Referring expression grounding data
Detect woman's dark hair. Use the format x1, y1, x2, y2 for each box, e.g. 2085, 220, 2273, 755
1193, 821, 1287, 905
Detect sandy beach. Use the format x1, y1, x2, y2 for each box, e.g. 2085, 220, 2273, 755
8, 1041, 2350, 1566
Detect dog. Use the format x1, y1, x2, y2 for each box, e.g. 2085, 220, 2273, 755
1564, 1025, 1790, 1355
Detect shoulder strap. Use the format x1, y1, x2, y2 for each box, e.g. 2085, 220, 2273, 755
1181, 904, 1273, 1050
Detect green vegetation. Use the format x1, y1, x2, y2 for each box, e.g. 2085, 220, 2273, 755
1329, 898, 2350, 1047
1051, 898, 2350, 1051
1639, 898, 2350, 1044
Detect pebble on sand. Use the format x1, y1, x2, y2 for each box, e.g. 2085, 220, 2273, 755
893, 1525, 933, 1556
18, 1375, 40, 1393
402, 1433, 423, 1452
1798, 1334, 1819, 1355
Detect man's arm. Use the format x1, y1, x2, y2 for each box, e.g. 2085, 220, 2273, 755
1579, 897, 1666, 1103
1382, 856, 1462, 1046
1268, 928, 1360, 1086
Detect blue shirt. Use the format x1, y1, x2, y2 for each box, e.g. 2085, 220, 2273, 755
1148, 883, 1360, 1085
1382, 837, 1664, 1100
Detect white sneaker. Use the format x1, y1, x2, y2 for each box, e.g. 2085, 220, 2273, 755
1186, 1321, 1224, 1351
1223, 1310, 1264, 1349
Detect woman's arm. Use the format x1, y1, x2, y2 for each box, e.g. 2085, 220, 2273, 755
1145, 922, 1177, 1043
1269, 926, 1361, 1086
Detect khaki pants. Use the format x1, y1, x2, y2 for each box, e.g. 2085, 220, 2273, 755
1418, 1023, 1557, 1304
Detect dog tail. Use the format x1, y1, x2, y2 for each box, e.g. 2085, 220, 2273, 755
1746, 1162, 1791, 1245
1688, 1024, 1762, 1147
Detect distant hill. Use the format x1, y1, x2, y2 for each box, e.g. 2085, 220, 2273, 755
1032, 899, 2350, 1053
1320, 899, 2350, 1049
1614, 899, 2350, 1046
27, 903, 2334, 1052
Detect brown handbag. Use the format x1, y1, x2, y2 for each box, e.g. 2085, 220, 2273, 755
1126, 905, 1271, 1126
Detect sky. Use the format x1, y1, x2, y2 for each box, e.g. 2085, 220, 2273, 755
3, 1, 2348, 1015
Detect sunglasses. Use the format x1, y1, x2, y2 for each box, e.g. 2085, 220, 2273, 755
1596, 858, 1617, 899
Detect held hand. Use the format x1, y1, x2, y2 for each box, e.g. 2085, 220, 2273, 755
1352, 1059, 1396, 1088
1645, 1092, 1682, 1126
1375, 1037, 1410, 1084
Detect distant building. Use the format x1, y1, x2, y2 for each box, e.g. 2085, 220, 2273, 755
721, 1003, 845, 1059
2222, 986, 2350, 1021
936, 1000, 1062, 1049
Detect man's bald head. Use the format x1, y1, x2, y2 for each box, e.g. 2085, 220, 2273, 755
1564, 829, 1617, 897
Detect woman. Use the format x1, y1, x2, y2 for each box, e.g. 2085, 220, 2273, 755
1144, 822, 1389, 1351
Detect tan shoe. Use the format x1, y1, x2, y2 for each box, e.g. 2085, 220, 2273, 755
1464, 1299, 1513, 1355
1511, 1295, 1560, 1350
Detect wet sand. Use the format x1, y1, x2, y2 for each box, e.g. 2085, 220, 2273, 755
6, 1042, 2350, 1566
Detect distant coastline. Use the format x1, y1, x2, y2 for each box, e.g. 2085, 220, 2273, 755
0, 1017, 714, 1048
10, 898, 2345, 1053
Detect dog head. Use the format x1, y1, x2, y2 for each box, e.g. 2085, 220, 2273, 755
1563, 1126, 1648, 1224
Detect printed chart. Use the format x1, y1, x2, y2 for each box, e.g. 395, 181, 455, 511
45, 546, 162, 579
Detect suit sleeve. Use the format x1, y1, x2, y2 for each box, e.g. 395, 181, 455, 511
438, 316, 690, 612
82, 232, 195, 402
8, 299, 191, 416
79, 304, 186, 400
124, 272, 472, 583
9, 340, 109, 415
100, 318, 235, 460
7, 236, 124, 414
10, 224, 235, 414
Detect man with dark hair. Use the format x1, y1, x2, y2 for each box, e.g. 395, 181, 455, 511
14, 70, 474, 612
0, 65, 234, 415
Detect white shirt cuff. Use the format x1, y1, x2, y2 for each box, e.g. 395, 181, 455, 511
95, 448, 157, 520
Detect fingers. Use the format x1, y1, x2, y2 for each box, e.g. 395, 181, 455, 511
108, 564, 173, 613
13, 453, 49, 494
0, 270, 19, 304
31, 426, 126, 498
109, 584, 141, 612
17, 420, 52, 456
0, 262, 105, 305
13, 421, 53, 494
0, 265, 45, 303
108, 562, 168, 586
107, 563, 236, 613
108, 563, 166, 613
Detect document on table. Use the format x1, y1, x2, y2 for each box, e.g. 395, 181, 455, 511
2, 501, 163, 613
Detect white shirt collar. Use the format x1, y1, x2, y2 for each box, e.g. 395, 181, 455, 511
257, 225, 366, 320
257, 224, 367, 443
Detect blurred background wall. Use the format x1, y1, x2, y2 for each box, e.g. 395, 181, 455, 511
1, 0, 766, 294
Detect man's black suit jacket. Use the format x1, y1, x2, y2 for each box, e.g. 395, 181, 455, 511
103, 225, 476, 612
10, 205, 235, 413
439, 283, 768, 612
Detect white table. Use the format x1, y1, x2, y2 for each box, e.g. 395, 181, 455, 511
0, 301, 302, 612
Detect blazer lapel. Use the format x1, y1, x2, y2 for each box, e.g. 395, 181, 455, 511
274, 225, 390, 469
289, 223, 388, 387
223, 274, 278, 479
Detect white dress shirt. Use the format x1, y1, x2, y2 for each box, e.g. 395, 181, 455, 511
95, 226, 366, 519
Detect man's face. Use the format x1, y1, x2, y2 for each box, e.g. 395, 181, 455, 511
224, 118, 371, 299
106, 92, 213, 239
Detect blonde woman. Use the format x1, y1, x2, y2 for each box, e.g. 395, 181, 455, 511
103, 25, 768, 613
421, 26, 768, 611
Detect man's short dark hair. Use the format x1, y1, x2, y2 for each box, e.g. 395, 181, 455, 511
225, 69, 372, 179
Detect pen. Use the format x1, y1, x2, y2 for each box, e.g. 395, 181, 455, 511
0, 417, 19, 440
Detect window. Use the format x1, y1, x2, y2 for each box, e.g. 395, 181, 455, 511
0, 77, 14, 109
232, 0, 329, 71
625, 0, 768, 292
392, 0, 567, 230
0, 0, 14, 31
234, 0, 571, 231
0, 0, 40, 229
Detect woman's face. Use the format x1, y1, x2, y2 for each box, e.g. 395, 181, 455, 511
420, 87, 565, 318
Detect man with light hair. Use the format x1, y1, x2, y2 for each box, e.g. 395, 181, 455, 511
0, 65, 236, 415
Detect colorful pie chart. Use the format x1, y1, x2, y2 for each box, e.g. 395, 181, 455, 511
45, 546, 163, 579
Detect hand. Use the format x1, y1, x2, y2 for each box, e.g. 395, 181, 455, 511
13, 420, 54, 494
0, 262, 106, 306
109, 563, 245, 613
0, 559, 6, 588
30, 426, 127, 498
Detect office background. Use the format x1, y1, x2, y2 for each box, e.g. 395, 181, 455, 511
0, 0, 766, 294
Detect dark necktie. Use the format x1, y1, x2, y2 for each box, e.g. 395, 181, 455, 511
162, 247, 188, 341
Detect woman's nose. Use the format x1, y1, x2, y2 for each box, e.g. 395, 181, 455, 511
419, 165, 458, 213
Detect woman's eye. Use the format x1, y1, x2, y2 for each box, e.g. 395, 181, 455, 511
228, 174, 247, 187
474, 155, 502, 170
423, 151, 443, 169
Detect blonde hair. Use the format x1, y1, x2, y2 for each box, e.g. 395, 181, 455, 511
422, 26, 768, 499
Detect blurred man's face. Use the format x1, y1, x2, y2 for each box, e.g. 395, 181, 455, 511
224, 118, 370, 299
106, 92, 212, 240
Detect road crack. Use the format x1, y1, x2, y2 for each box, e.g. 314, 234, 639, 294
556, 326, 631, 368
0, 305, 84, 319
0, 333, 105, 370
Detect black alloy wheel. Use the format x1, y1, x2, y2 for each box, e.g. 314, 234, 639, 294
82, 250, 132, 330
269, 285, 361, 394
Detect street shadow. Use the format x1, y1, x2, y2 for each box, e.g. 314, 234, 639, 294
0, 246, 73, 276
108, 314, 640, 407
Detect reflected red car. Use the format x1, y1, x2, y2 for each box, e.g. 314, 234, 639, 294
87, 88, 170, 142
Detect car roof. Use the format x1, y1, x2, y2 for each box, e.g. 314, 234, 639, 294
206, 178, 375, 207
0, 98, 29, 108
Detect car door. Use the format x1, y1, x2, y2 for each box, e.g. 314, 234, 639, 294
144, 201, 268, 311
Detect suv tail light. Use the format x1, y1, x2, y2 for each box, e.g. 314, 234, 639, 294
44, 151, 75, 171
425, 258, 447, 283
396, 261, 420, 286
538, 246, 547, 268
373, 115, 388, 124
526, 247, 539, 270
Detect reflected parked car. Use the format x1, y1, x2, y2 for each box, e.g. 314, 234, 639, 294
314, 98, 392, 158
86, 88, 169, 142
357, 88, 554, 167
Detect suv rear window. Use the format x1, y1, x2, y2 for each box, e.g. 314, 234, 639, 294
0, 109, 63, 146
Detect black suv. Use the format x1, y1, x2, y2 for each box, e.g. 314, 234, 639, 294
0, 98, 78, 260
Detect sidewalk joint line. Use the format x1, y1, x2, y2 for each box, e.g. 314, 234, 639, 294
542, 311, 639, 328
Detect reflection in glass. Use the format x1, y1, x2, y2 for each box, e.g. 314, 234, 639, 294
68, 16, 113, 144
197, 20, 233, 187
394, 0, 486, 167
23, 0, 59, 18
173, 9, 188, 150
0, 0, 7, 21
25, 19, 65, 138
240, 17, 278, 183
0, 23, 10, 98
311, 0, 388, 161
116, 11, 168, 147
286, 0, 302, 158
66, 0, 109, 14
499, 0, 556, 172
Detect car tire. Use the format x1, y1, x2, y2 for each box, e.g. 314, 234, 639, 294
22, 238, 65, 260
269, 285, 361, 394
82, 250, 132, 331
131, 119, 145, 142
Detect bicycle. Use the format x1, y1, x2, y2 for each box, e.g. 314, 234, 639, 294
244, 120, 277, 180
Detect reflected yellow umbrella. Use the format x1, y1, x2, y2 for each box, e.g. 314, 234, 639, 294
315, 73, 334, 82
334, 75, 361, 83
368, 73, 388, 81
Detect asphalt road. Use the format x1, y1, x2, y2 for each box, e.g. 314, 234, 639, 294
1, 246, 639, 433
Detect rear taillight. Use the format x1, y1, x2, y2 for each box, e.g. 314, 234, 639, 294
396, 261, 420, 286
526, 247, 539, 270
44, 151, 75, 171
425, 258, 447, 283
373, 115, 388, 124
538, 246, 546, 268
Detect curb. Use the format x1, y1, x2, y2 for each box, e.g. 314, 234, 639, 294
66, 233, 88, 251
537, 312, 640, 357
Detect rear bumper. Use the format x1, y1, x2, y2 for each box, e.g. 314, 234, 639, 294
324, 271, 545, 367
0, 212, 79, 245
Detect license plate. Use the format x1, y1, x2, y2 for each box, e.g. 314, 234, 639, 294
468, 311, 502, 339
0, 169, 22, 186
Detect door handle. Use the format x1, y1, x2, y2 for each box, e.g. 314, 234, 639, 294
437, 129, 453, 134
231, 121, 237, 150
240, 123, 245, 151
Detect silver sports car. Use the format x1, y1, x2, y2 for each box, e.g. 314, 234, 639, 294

_DESCRIPTION OF THE TASK_: Which lines run from the one containing "Detect asphalt road." to the final line of the entries? Return those lines exactly, and only those.

_YOUR RESPONSE_:
Detect asphalt road. Use the format x1, y1, x2, y2 for each box, e.g. 314, 234, 639, 294
1, 246, 639, 433
Detect rear taillight. Use the format x1, y1, x2, y2 for each box, e.g. 314, 234, 639, 294
396, 261, 420, 286
526, 247, 539, 270
44, 151, 75, 171
425, 258, 447, 283
373, 115, 388, 124
538, 246, 546, 268
Detect curb. Use the format x1, y1, x2, y2 for each box, e.g. 314, 234, 639, 294
66, 233, 88, 251
537, 312, 640, 357
Detect rear bumper. Use the format x1, y1, x2, y2 for each box, e.g. 314, 234, 639, 294
324, 271, 545, 367
0, 212, 79, 245
Detect license plate. Use the format x1, y1, x2, y2 for each box, e.g. 314, 234, 639, 294
468, 311, 502, 339
0, 169, 22, 186
Detect door handle. Use the format x1, y1, x2, y2 for each box, e.g. 314, 234, 639, 294
437, 129, 453, 134
231, 121, 237, 150
240, 123, 245, 151
Detect silver sports car. Use the format x1, y1, x2, y2 for each box, e.g. 314, 234, 639, 294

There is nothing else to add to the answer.